Records supplied
BEGIN

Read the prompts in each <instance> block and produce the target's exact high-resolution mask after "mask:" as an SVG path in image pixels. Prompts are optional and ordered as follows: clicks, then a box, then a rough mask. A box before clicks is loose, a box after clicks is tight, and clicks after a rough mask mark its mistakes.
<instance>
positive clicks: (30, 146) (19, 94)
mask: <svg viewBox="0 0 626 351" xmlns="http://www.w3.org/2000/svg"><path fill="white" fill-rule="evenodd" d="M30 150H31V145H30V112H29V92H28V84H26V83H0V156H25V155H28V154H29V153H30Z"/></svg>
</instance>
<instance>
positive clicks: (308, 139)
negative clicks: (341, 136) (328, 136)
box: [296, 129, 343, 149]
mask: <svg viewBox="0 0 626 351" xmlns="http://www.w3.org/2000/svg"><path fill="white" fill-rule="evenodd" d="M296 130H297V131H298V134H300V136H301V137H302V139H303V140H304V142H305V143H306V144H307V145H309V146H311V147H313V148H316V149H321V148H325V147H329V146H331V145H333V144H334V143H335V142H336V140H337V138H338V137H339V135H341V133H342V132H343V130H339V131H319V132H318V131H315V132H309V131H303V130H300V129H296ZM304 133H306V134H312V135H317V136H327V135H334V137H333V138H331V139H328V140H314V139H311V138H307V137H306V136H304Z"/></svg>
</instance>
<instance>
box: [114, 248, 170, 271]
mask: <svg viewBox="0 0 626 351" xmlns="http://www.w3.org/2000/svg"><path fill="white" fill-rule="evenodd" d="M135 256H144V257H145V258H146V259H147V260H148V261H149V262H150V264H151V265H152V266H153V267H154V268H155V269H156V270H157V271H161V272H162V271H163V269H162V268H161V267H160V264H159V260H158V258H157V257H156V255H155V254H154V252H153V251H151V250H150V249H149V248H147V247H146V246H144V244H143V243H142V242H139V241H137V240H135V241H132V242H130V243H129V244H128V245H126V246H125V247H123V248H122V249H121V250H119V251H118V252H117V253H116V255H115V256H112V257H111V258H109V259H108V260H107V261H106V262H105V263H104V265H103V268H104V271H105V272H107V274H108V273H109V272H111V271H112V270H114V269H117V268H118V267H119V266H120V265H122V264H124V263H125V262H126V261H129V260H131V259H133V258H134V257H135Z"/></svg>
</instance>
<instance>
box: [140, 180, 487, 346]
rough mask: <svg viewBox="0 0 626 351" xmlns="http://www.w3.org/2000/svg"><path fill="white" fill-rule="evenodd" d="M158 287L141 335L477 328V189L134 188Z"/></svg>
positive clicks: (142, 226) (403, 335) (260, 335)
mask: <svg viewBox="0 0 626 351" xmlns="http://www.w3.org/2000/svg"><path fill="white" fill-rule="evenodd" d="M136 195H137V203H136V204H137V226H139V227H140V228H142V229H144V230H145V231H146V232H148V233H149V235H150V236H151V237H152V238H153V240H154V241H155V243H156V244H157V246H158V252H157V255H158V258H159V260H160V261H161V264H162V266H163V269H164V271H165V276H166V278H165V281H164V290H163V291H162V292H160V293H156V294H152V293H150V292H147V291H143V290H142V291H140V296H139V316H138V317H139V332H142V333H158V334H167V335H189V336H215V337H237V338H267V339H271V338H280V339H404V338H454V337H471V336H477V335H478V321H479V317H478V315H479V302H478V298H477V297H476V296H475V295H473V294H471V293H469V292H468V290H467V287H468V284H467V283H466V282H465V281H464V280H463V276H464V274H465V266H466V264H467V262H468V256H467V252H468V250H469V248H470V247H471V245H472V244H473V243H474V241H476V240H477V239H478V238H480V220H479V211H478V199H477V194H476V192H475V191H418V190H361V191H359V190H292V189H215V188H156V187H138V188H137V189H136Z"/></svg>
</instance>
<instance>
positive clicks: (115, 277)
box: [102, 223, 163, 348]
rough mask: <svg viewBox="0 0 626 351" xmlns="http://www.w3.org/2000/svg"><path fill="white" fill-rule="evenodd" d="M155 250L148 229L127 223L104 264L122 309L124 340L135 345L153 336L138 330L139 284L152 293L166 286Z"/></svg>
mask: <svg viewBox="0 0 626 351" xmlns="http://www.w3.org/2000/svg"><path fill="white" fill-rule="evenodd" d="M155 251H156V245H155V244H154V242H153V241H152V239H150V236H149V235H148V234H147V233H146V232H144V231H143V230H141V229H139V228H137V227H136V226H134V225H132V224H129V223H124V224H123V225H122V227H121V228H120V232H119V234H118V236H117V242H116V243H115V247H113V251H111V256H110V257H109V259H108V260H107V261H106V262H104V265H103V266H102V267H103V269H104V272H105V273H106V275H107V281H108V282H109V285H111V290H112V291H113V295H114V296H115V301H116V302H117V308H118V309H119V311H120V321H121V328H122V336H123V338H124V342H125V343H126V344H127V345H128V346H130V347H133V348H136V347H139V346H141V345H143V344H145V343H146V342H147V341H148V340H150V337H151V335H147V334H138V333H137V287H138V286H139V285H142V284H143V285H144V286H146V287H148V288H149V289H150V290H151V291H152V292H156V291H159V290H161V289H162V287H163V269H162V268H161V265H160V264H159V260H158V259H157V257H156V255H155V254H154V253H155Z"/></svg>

END

Exercise
Update everything from the start of the material down to and including the line that contains "positive clicks: (30, 146) (19, 94)", replacing "clicks" with "points" wherever it occurs and leaving all else unchanged. Return only those updated lines.

Finished exercise
Read the prompts in each <instance> block and produce the target's exact high-resolution mask after "mask:" as an SVG path in image pixels. Prompts are optional and ordered as follows: points, then a box, then a rough mask. A box before points is loose, a box after points is tight, and points after a rough mask mark its mistakes.
<instance>
positive points: (30, 146) (19, 94)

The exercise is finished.